→ Set problem: Only the lines from the line containing "on the water" to the end of the entries should be repeated, exactly as they appear.

→ Point-based annotation data:
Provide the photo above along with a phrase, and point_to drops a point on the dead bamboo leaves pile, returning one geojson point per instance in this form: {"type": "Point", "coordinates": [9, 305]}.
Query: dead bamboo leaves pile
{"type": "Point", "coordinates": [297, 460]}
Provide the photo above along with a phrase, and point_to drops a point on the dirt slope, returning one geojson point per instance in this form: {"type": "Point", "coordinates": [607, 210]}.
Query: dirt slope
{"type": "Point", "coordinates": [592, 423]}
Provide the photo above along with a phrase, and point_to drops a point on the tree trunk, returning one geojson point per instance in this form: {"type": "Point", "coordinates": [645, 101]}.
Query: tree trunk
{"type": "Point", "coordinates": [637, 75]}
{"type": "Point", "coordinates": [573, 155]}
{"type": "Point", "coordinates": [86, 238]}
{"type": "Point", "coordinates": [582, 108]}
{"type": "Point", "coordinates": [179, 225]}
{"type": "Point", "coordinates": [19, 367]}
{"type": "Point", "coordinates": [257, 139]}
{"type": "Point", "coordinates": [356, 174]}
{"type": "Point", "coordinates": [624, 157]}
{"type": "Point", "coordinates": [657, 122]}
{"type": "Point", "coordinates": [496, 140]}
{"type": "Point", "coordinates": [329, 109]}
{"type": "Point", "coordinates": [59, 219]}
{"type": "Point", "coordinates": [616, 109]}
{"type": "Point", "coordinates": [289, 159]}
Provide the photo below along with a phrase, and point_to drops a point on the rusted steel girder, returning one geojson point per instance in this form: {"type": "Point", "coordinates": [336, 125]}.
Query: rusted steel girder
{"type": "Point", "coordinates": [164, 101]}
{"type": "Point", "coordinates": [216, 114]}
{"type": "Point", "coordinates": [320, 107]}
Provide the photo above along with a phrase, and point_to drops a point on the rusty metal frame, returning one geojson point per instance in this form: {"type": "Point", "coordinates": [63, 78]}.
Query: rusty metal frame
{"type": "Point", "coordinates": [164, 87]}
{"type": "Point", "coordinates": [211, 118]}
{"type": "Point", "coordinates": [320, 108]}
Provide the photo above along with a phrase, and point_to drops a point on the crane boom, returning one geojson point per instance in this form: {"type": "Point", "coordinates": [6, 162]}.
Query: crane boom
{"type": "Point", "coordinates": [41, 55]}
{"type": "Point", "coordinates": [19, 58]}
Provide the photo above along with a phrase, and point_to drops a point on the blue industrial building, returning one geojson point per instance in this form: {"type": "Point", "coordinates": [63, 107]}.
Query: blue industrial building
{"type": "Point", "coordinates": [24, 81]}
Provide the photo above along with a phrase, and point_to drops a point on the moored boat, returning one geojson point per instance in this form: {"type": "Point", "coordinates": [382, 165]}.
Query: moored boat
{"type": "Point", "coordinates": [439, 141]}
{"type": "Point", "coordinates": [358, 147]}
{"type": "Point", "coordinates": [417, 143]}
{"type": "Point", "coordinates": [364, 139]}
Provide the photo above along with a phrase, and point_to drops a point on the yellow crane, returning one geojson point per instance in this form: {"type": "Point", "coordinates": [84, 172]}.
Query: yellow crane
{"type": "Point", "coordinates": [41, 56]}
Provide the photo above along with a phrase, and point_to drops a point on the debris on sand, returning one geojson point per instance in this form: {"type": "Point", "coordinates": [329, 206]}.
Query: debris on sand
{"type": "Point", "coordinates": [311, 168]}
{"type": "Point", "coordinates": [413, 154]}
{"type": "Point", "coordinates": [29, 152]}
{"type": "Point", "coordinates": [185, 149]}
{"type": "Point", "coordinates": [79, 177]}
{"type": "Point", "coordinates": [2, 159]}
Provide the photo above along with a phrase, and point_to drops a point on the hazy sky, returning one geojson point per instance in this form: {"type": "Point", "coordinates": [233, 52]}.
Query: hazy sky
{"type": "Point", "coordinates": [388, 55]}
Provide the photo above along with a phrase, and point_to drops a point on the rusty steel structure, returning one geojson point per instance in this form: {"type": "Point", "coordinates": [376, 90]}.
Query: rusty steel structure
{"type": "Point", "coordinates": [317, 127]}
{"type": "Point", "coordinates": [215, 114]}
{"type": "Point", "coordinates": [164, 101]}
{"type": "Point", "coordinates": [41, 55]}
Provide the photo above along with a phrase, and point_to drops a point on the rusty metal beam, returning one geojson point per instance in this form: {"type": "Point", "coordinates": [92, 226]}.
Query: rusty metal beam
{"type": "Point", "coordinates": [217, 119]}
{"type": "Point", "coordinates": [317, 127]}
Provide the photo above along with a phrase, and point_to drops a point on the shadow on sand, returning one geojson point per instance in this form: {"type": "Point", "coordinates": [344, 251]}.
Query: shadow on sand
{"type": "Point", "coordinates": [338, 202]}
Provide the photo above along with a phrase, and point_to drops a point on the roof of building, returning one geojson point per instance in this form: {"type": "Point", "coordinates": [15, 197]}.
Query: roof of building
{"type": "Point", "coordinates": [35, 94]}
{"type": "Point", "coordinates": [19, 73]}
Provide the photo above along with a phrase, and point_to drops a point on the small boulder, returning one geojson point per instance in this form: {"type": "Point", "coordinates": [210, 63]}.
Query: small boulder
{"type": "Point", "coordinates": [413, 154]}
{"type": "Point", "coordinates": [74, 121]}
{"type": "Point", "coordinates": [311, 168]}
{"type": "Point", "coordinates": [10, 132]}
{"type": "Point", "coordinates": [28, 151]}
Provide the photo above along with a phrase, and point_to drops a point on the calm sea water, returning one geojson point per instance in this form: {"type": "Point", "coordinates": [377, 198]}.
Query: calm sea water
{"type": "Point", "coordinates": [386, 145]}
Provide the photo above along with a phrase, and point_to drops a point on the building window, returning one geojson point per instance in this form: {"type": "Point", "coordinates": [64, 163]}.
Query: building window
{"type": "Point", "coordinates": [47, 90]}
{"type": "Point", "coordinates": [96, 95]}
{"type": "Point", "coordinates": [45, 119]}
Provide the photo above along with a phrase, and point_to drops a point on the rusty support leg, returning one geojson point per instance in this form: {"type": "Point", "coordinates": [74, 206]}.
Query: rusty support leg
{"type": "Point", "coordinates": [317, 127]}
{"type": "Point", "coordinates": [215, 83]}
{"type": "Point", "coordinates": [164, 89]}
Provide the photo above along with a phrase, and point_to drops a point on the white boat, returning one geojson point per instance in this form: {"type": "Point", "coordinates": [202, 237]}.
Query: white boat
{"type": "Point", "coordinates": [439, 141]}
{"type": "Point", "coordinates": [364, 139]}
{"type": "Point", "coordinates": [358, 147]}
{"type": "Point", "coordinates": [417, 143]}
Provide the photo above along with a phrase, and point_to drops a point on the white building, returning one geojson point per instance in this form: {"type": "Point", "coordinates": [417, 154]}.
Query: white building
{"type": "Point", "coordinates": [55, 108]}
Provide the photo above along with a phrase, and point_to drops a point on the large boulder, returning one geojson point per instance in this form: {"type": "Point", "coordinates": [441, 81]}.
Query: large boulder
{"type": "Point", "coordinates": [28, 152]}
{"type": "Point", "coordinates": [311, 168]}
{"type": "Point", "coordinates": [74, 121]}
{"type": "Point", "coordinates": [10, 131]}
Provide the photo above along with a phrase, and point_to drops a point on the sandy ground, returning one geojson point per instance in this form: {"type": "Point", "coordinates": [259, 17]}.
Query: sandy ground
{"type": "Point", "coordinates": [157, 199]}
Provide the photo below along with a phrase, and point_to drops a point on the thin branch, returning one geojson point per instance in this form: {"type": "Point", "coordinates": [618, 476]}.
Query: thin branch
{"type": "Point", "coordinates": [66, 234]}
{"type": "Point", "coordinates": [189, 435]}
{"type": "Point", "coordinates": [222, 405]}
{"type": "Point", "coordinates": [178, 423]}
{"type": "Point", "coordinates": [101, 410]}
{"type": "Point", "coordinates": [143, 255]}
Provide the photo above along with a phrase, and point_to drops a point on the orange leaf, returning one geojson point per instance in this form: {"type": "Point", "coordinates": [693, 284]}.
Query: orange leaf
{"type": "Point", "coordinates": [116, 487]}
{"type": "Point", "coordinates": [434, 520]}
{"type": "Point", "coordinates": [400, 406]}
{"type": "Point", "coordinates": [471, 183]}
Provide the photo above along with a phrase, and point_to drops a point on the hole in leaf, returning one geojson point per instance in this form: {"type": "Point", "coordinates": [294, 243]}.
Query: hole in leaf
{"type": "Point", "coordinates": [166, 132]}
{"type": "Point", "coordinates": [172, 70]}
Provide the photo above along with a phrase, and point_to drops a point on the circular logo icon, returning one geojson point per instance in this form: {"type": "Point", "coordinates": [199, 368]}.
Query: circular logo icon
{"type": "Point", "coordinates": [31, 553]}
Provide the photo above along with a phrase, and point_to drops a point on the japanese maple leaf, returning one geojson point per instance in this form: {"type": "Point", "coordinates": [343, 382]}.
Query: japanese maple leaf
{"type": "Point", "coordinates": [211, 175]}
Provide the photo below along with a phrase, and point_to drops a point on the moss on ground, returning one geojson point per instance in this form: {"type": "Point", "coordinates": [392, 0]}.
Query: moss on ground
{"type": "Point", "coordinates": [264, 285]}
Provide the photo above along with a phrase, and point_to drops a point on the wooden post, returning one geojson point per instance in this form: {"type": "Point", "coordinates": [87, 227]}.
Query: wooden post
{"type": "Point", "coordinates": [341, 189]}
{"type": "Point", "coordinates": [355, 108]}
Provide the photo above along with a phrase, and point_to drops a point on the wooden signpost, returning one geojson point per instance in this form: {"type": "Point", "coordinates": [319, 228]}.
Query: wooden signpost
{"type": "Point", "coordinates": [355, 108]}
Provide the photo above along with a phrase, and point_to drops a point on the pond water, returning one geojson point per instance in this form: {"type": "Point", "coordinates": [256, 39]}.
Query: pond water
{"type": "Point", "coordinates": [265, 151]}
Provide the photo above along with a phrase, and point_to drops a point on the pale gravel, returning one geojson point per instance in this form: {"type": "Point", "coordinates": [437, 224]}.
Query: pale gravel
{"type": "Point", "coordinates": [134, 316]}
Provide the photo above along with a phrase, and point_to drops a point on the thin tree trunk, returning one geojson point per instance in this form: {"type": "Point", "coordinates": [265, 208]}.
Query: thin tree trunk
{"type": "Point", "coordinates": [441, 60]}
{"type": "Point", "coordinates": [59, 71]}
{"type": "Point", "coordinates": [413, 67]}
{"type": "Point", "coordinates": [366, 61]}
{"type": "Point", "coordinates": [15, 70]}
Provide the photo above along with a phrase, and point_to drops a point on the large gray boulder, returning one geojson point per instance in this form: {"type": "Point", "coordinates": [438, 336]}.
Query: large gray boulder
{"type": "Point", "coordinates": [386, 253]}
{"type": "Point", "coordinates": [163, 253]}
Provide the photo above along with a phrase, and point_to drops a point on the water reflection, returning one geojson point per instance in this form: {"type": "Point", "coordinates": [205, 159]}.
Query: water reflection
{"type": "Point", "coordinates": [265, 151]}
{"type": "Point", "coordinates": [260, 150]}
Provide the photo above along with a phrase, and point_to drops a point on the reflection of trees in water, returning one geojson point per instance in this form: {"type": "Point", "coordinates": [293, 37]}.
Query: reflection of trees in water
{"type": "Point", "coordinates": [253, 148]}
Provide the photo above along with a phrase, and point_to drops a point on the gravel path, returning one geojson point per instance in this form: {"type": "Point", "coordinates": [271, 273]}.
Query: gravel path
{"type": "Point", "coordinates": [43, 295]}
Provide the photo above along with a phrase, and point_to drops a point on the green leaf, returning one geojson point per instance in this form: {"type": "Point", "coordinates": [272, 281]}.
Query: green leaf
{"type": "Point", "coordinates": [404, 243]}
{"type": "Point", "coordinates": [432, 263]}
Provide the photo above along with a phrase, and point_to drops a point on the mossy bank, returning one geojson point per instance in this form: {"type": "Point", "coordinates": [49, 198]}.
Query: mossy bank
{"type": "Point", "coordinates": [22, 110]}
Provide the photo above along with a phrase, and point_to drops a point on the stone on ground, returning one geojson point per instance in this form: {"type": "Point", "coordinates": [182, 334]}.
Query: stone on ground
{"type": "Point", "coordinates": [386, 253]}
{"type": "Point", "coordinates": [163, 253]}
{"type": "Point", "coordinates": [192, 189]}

→ Final answer:
Provide the photo above along with a phrase, and point_to drops a point on the water reflection, returning one geojson point per instance in this form: {"type": "Point", "coordinates": [205, 159]}.
Query: water reflection
{"type": "Point", "coordinates": [265, 151]}
{"type": "Point", "coordinates": [260, 150]}
Provide the photo above along with a phrase, and point_to drops a point on the reflection of trees in water, returning one geojson point per instance in this form: {"type": "Point", "coordinates": [293, 37]}.
Query: reflection of trees in water
{"type": "Point", "coordinates": [253, 148]}
Provide the photo above along with a phrase, and point_to drops a point on the gravel path, returning one geojson point per instance in this form: {"type": "Point", "coordinates": [271, 273]}.
Query: gravel path
{"type": "Point", "coordinates": [43, 295]}
Provide the photo above along with a phrase, and point_to drops a point on the green leaf, returning one geojson point per instance in this form: {"type": "Point", "coordinates": [272, 281]}.
Query: green leaf
{"type": "Point", "coordinates": [404, 243]}
{"type": "Point", "coordinates": [432, 263]}
Provide the photo above along with a phrase, and point_to drops a point on the mossy bank, returning one geojson point per instance in this form: {"type": "Point", "coordinates": [49, 198]}.
Query: mossy bank
{"type": "Point", "coordinates": [22, 110]}
Provide the photo above along with a phrase, and point_to drops a point on the stone on ground, returning one geojson point per instance in this form: {"type": "Point", "coordinates": [182, 334]}.
Query: stone on ground
{"type": "Point", "coordinates": [386, 253]}
{"type": "Point", "coordinates": [163, 253]}
{"type": "Point", "coordinates": [192, 189]}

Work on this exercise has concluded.